Decía Immanuel Kant que la Ilustración puede definirse como el momento en que el hombre decidió abandonar la mente infantil de la que solo él mismo era culpable. Sirva este concepto para definir una época en la que la razón se imponía a la barbarie del absolutismo y en la que la búsqueda de la felicidad se apoyaba en los ideales de la libertad, el progreso, la tolerancia y el humanismo. Solo el conocimiento, la reflexión y el estudio podían servir para acabar contra la ignorancia, a la que en muchas ocasiones iba unida la tiranía, como prueba aquello de "¡Vivan las cadenas!". Esta fe en el progreso, que iluminaba la oscuridad anterior, se resumió en lo que muchos definieron como "Siglo de las Luces", que vio nacer a importantes pensadores y científicos. Fue el siglo en que vieron la luz las academias de la Lengua, la Historia y la Medicina, en el que se inauguraron los primeros museos públicos y en el que se desarrollaron las primeras democracias modernas.
Tres siglos después, la sombra de aquella iluminación se desvanece. El entendimiento ha dado paso al enfrentamiento, también en los lugares pequeños, donde debería ser más fácil poner en práctica los dictados de la lógica y de la confianza. Pero también se olvida que la tierra de cultivo del progreso debe ser regada con la sensibilidad que solo nos aporta el placer de la experiencia nueva. Se sustituyen los adoquines sin pararse a pensar, ni siquiera por un momento, quién los colocó antes ahí. Ni siquiera se preguntan quiénes son aquellos que dan nombre a nuestras calles, por mucho que haya que igualar las aceras. Tampoco cuando surge la oportunidad de celebrar a aquellos que hicieron de Ávila algo más que una muralla se detienen a pensar si merece la pena parar, aunque solo sea por un momento, de golpear con el mazo sobre la piedra. De hecho, cubren la ciudad con contenedores y maquinaria, aunque tapen lo que nos distingue, ya sea un palacio o una catedral.
Las luces de Kant y Diderot, de Voltaire y Rousseau, de Goya y Jovellanos, de Cadalso y Moratín; se sustituyen ahora por pequeñas bombillas que cuelgan de las fachadas. Luces que únicamente sirven para iluminar el empedrado por Navidad, aunque no haya quien pase debajo. No importa si el pesebre se enmarca con contenedores o si el mercadillo solo ofrece churros y longaniza. Ni tan siquiera si no transcurre un alma. Parece que la gente no olvida aquel primer año en que casi no hubo árboles ni estrellas. Pero, de ser cierto, no se debería olvidar todo lo demás. Que, por ejemplo, la cultura siga siendo algo residual y que miles de bombillas ocupen un lugar más prioritario. Ellos sabrán. Por el momento, porque no hay otro remedio, disfrutemos de este silo de las luces. Feliz Navidad.

───

Reescribe el pasaje del texto sobre la Ilustración que comienza con "Las luces de" y concluye con "luces. Feliz Navidad.", cambiando "bombillas" por "lámparas". El material procede de una fuente distinta.

───

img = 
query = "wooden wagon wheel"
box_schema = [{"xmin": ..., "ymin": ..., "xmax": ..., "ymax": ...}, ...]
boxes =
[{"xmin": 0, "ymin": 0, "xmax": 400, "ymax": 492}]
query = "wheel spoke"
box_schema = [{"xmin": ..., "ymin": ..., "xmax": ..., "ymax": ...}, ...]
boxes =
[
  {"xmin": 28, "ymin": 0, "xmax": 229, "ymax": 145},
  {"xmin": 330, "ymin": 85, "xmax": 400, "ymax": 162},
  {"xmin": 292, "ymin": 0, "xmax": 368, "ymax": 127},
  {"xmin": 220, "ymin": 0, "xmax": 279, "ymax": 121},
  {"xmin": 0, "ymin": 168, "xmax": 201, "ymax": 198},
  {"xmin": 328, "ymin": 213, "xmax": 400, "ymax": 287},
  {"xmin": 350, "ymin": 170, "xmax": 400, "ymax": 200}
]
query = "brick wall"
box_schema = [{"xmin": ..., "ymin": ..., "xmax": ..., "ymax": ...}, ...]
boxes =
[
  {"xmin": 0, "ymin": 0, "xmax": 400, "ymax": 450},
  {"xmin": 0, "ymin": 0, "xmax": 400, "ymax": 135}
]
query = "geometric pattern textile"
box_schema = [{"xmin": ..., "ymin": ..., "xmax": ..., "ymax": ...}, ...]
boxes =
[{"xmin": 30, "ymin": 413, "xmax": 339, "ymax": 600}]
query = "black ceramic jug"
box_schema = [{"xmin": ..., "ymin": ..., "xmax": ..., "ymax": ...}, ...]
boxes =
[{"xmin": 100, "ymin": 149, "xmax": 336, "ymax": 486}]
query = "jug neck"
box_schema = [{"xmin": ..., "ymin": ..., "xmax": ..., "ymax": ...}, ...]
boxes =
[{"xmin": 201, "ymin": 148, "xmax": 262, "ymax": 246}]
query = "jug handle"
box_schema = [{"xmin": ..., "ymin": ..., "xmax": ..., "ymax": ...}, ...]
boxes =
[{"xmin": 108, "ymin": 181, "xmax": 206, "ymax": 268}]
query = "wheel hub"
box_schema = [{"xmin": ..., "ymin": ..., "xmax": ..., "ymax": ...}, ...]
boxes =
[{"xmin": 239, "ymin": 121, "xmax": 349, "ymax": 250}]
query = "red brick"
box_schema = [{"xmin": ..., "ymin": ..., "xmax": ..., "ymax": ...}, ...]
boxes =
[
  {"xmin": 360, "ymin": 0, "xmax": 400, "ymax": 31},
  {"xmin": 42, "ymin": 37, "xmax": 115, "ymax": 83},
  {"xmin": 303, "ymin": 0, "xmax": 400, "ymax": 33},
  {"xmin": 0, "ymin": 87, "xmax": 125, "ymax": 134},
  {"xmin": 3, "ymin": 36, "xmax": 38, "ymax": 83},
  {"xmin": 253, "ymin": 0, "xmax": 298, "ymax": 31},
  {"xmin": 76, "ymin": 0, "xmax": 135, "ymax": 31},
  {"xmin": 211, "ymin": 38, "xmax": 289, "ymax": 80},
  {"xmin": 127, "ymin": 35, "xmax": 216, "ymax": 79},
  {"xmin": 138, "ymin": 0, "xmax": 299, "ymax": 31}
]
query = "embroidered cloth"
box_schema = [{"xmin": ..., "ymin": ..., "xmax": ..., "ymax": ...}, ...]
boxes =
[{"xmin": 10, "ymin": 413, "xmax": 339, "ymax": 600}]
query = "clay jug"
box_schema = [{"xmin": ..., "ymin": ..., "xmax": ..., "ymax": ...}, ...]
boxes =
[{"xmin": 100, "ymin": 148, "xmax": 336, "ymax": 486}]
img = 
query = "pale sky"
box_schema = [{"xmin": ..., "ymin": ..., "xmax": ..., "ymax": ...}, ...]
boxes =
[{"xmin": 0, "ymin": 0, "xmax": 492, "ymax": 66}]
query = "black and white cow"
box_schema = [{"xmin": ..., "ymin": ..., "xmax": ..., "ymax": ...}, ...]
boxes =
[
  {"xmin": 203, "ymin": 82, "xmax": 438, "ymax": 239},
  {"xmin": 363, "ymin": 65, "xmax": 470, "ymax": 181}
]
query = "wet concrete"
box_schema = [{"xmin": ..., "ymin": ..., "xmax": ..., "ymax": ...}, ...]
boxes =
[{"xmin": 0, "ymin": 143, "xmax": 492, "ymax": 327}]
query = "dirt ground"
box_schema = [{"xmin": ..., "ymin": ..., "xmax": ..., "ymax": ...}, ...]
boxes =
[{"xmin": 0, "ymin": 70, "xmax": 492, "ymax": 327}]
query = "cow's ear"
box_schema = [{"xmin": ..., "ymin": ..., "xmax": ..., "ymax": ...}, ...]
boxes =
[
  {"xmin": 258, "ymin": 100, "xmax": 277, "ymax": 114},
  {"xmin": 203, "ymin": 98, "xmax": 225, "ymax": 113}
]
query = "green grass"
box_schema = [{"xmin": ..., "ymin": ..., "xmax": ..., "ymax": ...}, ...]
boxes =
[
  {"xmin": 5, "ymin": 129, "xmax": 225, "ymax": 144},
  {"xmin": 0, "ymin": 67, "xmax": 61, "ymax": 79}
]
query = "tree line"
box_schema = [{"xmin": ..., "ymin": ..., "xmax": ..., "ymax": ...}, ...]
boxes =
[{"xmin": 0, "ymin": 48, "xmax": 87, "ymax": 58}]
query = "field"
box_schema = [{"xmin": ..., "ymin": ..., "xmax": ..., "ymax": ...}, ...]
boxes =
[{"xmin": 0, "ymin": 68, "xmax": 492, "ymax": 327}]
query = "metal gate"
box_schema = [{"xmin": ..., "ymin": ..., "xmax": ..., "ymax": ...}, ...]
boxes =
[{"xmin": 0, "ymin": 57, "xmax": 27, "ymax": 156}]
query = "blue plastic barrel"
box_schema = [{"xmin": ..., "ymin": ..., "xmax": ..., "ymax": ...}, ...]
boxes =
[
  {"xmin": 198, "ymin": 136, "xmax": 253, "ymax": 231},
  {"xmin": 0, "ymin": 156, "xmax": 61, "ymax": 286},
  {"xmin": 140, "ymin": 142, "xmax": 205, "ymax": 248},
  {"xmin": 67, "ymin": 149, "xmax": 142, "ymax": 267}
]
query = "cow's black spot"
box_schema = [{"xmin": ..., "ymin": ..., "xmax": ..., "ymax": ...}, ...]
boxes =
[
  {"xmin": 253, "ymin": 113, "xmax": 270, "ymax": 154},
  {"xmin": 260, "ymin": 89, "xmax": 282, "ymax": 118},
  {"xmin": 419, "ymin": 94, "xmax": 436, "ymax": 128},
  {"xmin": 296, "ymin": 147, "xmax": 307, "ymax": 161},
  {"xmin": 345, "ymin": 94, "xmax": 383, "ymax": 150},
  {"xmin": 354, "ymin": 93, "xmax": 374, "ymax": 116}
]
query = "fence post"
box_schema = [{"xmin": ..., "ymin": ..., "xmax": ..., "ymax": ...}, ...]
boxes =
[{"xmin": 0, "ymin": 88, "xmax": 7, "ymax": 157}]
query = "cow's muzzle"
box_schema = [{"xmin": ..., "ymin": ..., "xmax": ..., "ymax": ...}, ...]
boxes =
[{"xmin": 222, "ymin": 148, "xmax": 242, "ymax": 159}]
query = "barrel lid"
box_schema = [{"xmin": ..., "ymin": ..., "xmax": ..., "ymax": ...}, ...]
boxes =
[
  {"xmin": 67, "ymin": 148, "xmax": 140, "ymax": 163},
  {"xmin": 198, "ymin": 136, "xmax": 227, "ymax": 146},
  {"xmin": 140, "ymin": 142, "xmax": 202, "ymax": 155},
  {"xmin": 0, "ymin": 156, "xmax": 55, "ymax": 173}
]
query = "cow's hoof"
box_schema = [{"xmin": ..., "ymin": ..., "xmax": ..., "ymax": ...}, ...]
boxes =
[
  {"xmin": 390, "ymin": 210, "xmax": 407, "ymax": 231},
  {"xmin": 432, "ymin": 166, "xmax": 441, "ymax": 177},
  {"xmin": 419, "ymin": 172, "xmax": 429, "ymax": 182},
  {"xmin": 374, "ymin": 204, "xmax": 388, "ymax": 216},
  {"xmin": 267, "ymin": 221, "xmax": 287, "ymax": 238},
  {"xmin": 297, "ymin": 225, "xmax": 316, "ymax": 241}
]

───

Espacio de respuesta
Las luces de Kant y Diderot, de Voltaire y Rousseau, de Goya y Jovellanos, de Cadalso y Moratín; se sustituyen ahora por pequeñas lámparas que cuelgan de las fachadas. Luces que únicamente sirven para iluminar el empedrado por Navidad, aunque no haya quien pase debajo. No importa si el pesebre se enmarca con contenedores o si el mercadillo solo ofrece churros y longaniza. Ni tan siquiera si no transcurre un alma. Parece que la gente no olvida aquel primer año en que casi no hubo árboles ni estrellas. Pero, de ser cierto, no se debería olvidar todo lo demás. Que, por ejemplo, la cultura siga siendo algo residual y que miles de lámparas ocupen un lugar más prioritario. Ellos sabrán. Por el momento, porque no hay otro remedio, disfrutemos de este silo de las luces. Feliz Navidad.